**Direction:** Begin at the line that contains "Quickly — is there any player's hand" and stop at the end of the records. Copy every line in that span, and shift each bounding box coordinate in the answers by -69.

Start of Records for this exercise

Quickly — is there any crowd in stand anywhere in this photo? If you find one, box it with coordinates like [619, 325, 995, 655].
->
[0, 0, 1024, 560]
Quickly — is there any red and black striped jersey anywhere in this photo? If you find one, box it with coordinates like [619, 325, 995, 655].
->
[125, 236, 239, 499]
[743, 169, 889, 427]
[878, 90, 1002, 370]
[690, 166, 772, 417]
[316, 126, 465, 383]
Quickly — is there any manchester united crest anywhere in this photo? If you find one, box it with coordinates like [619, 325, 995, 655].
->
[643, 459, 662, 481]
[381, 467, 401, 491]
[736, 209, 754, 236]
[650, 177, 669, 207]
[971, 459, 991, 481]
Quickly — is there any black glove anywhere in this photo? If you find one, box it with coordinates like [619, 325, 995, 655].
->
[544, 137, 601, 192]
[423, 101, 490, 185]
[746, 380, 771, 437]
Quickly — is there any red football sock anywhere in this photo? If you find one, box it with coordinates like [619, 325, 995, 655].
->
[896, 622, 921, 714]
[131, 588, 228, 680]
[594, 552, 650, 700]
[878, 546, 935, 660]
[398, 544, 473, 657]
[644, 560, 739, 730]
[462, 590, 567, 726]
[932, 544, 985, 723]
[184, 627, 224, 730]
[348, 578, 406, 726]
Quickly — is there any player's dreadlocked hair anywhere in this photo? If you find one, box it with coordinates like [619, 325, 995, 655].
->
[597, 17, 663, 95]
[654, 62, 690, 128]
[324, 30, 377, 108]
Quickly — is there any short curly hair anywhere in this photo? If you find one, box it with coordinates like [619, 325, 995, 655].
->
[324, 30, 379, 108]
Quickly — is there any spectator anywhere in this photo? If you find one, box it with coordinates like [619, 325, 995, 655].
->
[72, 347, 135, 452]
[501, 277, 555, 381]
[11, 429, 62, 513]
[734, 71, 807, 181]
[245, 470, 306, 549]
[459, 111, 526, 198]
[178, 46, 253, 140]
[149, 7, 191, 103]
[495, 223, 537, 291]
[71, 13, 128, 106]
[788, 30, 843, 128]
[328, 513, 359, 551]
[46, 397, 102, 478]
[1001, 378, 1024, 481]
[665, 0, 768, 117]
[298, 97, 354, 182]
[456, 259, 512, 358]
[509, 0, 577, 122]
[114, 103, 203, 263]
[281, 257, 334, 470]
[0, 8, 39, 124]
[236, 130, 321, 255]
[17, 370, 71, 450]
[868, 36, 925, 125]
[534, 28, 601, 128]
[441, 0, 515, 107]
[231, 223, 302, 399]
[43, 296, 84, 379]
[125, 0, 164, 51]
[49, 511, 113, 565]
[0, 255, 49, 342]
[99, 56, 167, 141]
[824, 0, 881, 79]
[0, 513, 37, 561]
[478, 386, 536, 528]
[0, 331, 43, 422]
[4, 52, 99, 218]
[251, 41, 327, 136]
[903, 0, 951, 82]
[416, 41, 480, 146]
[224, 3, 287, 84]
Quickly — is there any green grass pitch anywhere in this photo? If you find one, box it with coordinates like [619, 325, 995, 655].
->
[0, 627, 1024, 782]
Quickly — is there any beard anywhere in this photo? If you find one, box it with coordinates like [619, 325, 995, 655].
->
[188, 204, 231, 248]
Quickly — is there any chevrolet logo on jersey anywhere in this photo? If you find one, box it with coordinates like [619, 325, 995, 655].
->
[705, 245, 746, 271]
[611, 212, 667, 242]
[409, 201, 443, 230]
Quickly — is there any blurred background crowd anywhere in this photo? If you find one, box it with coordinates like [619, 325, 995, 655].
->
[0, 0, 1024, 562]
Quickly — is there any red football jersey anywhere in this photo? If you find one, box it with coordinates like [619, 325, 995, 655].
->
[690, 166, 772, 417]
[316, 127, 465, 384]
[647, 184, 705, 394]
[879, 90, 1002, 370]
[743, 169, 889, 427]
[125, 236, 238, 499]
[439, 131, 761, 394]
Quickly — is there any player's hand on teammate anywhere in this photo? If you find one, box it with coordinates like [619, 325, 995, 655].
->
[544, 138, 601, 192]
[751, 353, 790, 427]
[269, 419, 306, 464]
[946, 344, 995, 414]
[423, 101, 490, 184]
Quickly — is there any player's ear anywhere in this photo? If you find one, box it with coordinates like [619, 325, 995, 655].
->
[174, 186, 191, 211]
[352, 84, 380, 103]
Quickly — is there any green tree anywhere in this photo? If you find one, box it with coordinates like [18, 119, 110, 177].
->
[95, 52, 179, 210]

End of Records for this exercise

**Written response:**
Quickly — is there any player's hand on teammate anywhere in this photo? If you find one, box it with coordinates like [619, 325, 995, 655].
->
[475, 69, 532, 123]
[682, 284, 721, 358]
[200, 350, 237, 395]
[877, 275, 926, 345]
[354, 32, 421, 115]
Quickly — is there any player's ear anywhere in this photo? If you find one, box it with coordinates like [619, 325, 995, 655].
->
[105, 117, 122, 142]
[283, 15, 311, 34]
Quickly — is there any green tree anywhere in this photo? If you find one, box it with coordinates like [18, 119, 110, 177].
->
[26, -17, 110, 141]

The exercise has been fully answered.